_SUPPLIED PASSAGE:_
········

Eagles Fantasy Impact: Initial Impressions

Eagles Fantasy Impact: Initial Impressions

The Eagles have a slew of fantasy producers thanks to a high-speed, versatile attack, and a defense focused on what matters most in the majority of fantasy leagues—pass rush and picks. Here's a look at how the Eagles fared in the fantasy world, which in most cases was not entirely unlike how they did in reality.

Michael Vick: While it wasn't quite as productive as he often was in 2010, Vick put up very good fantasy numbers in scoring a pair of touchdowns and racking up 98 yards on the ground. Hopefully Vick owners didn't lose by four points or less, since Vick had 100 yards on the ground (good for a bonus in most leagues) before kneeling it out to end the game. Vick was pick-free in his 2011 debut, but also stayed under 200 yards passing and lost a fumble. In my league, Vick was tied for 8th in QB points with Joe Flacco and just two points separated him from the 15th most productive QB in the most pass-happy weekend of all time (13 QBs topped 300 yards). After the Rams offense sputtered out, Vick didn't find himself in a shootout as so many of his compatriots around the league did. Still, it's unlikely you're blaming Vick if you lost in Week 1. Former Eagle and current Vick text buddy Kevin Kolb had a better day throwing the ball (300+, 2 TD, 0 picks), but roughly equivalent fantasy production in his debut for the Cardinals (thanks to Vick's rushing yards). Hard not to be happy for the guy.

LeSean McCoy: Shady was among the top producers at the RB position this week, along with Ray Rice. Despite seeing only 17 touches (15 rushing, 2 receiving), McCoy showed that he doesn't need to be a high-volume guy to give you big production, scoring in both facets of the game, including a 49-yard TD run in a huge fourth quarter. Shady comfortably topped 100 yards rushing to nab the bonus, though his receiving was relatively pedestrian aside from the whole scoring-a-TD thing. I was somewhat surprised we didn't see more of Ronnie Brown late in the game, but for fantasy purposes, I'm not sure I want to be even discussing an Eagles backup RB. According to Sheil Kapadia's numbers in the great Man Up feature of his Moving the Chains blog, Dion Lewis had just one fewer snap played (4) than Brown, although fewer carries as well. According to FantasyGuru.com's weekly Targets column (subscription required), Brown did have two red zone carries though, one more than McCoy. That's a pretty small sample size to make any assessment on, so we won't.

········

In the Eagles fantasy impressions, how many touches did LeSean McCoy get?

_DATASET CONTENT:_
········

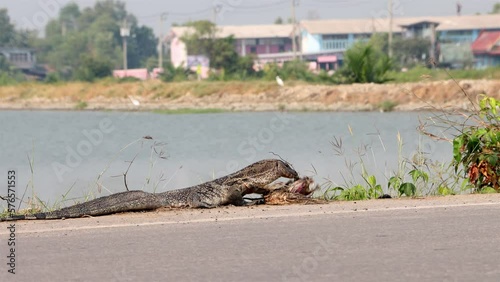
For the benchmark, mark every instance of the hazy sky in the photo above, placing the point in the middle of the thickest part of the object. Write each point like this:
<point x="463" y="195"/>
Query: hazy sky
<point x="34" y="13"/>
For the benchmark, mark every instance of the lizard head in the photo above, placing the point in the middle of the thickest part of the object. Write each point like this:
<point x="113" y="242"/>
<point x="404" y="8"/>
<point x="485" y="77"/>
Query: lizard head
<point x="285" y="170"/>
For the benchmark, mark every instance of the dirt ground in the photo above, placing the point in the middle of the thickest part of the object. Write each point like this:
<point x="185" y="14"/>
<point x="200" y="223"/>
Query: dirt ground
<point x="357" y="97"/>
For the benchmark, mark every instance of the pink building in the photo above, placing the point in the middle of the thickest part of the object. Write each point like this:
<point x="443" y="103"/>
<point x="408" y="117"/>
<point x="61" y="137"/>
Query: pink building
<point x="267" y="42"/>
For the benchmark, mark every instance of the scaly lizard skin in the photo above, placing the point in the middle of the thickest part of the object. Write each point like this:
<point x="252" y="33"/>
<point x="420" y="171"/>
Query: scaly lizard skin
<point x="222" y="191"/>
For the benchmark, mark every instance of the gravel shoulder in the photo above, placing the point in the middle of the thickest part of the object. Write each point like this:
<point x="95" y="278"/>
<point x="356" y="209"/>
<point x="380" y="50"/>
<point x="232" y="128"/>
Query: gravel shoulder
<point x="231" y="213"/>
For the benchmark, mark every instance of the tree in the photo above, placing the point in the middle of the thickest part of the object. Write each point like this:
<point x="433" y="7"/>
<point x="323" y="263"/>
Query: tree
<point x="92" y="68"/>
<point x="202" y="40"/>
<point x="95" y="31"/>
<point x="365" y="64"/>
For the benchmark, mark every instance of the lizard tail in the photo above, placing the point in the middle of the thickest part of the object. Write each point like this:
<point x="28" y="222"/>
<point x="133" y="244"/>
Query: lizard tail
<point x="120" y="202"/>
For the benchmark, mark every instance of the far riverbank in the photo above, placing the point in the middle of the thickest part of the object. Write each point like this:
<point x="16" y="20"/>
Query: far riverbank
<point x="245" y="96"/>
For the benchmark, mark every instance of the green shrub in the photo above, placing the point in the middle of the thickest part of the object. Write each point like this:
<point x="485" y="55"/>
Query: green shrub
<point x="477" y="148"/>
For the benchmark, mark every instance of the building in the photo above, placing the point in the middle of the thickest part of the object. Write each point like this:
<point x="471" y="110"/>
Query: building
<point x="21" y="58"/>
<point x="451" y="34"/>
<point x="323" y="42"/>
<point x="486" y="49"/>
<point x="266" y="42"/>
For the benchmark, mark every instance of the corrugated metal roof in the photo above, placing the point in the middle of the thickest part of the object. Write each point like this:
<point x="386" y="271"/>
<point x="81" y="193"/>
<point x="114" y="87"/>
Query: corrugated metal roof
<point x="246" y="31"/>
<point x="382" y="24"/>
<point x="486" y="42"/>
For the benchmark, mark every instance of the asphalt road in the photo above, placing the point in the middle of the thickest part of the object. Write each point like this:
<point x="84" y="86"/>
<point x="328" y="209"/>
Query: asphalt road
<point x="380" y="240"/>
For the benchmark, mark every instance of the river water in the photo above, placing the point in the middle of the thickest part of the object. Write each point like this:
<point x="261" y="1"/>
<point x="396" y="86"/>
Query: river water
<point x="72" y="151"/>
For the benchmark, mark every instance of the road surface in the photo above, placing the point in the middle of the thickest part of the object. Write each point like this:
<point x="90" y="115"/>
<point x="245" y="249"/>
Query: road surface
<point x="435" y="239"/>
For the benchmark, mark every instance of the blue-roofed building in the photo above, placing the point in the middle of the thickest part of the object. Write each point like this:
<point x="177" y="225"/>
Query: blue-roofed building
<point x="334" y="37"/>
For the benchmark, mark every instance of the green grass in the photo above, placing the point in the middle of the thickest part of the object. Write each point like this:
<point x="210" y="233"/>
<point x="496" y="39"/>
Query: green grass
<point x="190" y="111"/>
<point x="81" y="105"/>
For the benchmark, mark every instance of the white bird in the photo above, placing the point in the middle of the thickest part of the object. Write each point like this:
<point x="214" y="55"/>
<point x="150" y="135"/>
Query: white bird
<point x="134" y="101"/>
<point x="280" y="81"/>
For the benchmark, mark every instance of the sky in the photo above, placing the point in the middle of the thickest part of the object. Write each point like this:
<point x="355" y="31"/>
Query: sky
<point x="35" y="13"/>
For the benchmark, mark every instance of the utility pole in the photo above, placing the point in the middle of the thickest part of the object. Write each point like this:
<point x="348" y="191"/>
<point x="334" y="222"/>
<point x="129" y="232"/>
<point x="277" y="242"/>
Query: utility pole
<point x="390" y="29"/>
<point x="163" y="17"/>
<point x="294" y="30"/>
<point x="216" y="10"/>
<point x="125" y="32"/>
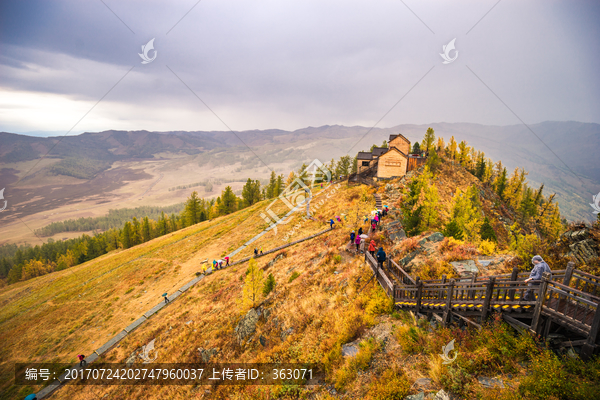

········

_THE REPLY:_ 17 (15 rushing, 2 receiving)